> [Written problem]
Please rewrite the material below as a numbered list, one item per line, leaving out blank lines and the pictures.

——

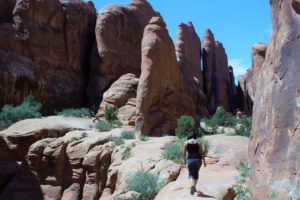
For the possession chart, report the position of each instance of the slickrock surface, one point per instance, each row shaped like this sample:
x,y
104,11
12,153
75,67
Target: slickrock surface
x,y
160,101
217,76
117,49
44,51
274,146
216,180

——

> [Answer to the exercise]
1. For the possession chart, report the position of each instance of the slickrock surface, one point per instance, each row shaped like this sample:
2. x,y
3. 104,11
4. 12,153
5. 75,67
6. Target: slickrock surface
7. x,y
8. 160,101
9. 217,76
10. 117,49
11. 44,51
12. 274,146
13. 216,180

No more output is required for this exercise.